* Excerpted passage *
I want to suggest that we, as comics lovers, geeks, critics, artists and educators to take a look at the titles of the DCnU through a lens of literary and cultural criticism know as gay assimilation and queer consciousness. This is not to say that these two methods of evaluation and critique are finite, far from it. Part of enhancing good scholarship is the testing of our ideas to see what works and what doesn't. Essentially, I propose an evaluation of the upcoming new line of comics that are going to be published by DC that will deal with GLBTQ characters and situations and compare and contrast them to other types of not only within the medium (independent and not), but in other mediums as well that tell stories through these two types of established critique. Basically, I am making a call to action-- a call to radical blogging, tweeting, and social networking to stretch towards helping to get a medium that helps to communicate so beautifully with everyone into a larger arena with more readers and creators working together to improve how our beloved medium can begin to reflect this new century better.

Gay Assimilation and Queer Consciousness 

Gay assimilation and queer consciousness are two lenses of literary critical analysis currently being used in somewhat nascent stages in evaluating young adult literature. In my own research as an English educator, and having worked with others dealing with GLBTQ issues in media, these two lenses are a great starting point for evaluating storytelling mediums.

According to Cart and Jenkins (2006) “ “Gay assimilation” assumes the existence---at least in the world of the story---of a “melting pot” of sexual and gender identity. These stories include people who “just happen to be gay” in the same way that someone “just happens” to be left-handed or have red hair”(p.xx). Cart and Jenkins (2006) believe that this assimilation is not an overwhelming positive, but I believe that this idea of assimilation can carry both a positive and negative aspect depending upon how the author handles the content. The idea of assimilation is a positive to me in the sense of using the word assimilation as more of a learning or growth experience for the individual. This assimilation as experience is one that can feed not only the idea of visibility, but also utilizes tapping into the familiarity of themes that are the cornerstones of good literature.

Along with Gay Assimilation, Queer consciousness could be utilized. According to Cart and Jenkins (2006) queer consciousness shows "characters in the context of their communities of GLBTQ people and their families of choice (and in recent years, often their families of origin as well)[...]the audience for "queer consciousness/community" books [e.g. comics] is not limited to readers form within the culture; rather, these titles are---at least potentially---for readers from all points on the sexual orientation continuum" (p.xx).  This lens is very important in that it is the ultimate goal of the story being presented--its the idea of context through universal emotions/ideas (e.g. love, pain, fear, hate).  I also believe this lens to be a positive as choosing content and specific pieces of literature, prose, or poetry (all of which can be utilized in the comics format), both composed by students and authors alike, that allows for conversations and awareness concerning the normalizing of a culture that most mainstream culture has never been able to see as other than a stereotype or in a negative fashion. Don Gallo (2004) echoes a similar sentiment in expressing why GLBTQ literature is important “First, the easy part—gay teens are interested in the same things all teens are: getting an education, being accepted, developing social skills, going to homecoming and the prom, making their parents proud” (p.126). Again, sometimes the simplest explanation (e.g. the universal needs) are the obvious answers.

* Information supplied *

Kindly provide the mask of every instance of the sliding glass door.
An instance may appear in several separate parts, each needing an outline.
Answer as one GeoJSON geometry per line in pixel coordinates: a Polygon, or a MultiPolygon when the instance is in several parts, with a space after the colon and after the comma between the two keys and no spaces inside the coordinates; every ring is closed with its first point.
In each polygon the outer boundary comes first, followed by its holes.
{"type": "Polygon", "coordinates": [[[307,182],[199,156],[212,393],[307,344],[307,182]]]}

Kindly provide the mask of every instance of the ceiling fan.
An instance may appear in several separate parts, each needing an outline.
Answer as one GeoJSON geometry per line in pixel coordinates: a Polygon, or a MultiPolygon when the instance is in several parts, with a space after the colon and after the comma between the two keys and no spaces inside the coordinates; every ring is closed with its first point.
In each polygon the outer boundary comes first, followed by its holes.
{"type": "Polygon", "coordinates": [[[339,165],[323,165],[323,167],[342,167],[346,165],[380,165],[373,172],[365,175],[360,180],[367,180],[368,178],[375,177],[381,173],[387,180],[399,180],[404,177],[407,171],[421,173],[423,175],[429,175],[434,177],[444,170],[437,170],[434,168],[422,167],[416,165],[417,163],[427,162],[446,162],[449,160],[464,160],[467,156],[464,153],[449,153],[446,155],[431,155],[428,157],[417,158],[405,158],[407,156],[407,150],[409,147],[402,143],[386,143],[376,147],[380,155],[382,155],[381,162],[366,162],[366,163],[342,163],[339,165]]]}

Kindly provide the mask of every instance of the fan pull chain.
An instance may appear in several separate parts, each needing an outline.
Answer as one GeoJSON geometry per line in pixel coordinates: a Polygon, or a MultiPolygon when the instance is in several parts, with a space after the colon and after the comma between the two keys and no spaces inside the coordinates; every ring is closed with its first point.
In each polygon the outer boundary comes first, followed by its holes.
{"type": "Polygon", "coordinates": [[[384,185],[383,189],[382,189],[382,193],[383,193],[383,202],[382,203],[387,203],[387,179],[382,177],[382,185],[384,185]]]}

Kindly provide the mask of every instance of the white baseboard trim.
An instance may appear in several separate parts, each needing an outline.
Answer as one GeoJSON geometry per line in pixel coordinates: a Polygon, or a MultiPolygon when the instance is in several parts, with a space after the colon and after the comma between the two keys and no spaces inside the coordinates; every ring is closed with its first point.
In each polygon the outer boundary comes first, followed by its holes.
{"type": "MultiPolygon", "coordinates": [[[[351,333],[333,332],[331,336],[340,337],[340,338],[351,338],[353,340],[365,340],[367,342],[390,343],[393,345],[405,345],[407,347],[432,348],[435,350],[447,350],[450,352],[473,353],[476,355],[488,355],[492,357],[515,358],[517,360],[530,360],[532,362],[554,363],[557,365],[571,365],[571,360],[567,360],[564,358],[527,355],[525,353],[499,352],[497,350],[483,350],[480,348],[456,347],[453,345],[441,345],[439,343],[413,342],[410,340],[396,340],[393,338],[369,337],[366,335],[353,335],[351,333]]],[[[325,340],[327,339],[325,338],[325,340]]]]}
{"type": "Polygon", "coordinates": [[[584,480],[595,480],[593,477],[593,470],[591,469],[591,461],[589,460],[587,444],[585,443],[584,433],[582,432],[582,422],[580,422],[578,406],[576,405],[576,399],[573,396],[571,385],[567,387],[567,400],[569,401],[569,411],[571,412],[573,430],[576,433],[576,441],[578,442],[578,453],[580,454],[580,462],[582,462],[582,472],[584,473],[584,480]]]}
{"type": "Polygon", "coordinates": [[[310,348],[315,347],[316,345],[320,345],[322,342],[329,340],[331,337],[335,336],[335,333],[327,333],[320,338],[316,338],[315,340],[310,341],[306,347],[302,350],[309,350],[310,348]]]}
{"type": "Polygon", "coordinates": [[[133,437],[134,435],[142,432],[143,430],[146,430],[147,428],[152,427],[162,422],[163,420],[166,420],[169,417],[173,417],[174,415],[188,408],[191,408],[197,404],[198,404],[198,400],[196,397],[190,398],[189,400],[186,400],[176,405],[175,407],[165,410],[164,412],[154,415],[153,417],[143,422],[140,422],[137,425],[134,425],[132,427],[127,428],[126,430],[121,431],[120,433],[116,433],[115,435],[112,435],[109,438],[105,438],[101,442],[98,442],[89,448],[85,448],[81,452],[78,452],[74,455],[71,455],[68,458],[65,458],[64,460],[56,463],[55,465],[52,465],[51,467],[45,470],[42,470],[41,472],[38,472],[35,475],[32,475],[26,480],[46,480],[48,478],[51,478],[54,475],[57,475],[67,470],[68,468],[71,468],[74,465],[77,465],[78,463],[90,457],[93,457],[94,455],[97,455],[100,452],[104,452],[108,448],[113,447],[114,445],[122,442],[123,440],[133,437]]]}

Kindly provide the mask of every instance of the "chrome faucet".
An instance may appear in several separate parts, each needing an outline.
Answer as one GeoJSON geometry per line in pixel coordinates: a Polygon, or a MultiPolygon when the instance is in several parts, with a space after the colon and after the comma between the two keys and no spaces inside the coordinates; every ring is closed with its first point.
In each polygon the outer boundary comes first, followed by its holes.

==

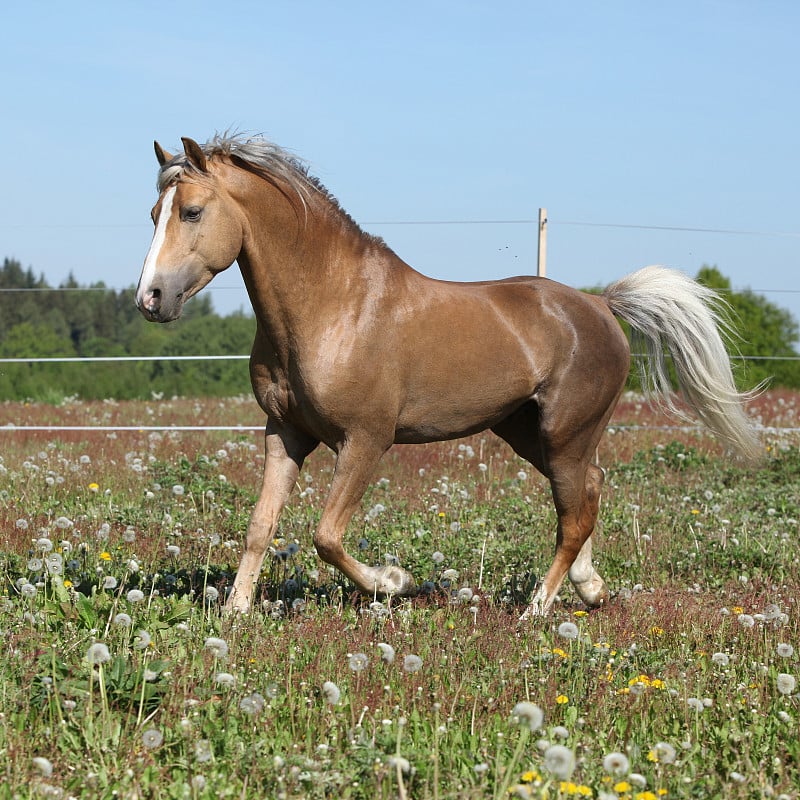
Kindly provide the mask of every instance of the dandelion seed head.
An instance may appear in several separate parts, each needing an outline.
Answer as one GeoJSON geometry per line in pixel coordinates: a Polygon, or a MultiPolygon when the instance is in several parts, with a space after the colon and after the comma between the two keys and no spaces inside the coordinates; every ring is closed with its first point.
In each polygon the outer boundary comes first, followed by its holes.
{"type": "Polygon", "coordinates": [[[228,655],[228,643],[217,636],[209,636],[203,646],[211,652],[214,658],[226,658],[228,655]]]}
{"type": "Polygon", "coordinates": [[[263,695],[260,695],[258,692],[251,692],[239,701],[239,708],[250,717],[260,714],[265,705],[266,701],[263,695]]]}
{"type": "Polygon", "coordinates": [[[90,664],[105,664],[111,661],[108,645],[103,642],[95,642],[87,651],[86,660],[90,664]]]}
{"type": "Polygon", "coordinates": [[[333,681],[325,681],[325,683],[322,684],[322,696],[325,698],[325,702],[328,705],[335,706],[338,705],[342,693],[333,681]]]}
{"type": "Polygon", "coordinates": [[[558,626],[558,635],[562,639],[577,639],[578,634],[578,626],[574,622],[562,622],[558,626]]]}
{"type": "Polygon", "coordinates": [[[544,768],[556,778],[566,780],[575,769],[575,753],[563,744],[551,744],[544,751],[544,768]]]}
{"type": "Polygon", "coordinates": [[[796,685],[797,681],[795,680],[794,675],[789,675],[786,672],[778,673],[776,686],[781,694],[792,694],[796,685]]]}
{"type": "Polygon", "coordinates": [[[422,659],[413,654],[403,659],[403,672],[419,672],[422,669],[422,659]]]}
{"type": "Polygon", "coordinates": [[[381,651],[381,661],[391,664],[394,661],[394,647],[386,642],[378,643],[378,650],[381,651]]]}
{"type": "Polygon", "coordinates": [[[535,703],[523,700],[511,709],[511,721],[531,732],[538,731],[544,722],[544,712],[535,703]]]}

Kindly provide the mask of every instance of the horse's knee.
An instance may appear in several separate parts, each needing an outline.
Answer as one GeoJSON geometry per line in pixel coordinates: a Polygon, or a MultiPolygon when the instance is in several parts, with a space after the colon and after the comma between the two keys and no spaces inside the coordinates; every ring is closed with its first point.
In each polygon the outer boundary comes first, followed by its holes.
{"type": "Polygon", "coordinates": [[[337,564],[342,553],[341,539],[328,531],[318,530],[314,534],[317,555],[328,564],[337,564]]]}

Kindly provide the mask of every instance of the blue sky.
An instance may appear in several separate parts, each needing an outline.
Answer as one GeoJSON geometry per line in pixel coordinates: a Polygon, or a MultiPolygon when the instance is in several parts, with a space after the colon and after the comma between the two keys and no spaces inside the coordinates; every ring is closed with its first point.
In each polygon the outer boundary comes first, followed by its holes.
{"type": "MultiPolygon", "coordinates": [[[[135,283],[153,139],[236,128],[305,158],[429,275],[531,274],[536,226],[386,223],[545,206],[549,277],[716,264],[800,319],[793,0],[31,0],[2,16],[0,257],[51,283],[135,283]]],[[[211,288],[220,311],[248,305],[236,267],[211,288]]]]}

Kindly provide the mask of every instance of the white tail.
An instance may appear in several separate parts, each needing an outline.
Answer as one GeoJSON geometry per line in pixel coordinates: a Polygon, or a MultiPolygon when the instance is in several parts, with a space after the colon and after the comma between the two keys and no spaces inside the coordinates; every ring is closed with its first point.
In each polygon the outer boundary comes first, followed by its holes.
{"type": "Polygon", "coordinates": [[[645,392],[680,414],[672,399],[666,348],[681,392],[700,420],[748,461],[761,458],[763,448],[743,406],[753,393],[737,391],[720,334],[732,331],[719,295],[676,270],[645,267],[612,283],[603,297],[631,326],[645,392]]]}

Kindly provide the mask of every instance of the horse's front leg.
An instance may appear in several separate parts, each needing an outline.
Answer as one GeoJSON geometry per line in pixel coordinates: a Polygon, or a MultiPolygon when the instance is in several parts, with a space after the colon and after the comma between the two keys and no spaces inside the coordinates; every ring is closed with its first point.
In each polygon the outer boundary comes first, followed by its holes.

* Work to do *
Using the passage on gay assimilation and queer consciousness in comics, list every interest that the Don Gallo quotation says gay teens share with all teens.

* Solution to the problem *
- Getting an education
- Being accepted
- Developing social skills
- Going to homecoming and the prom
- Making their parents proud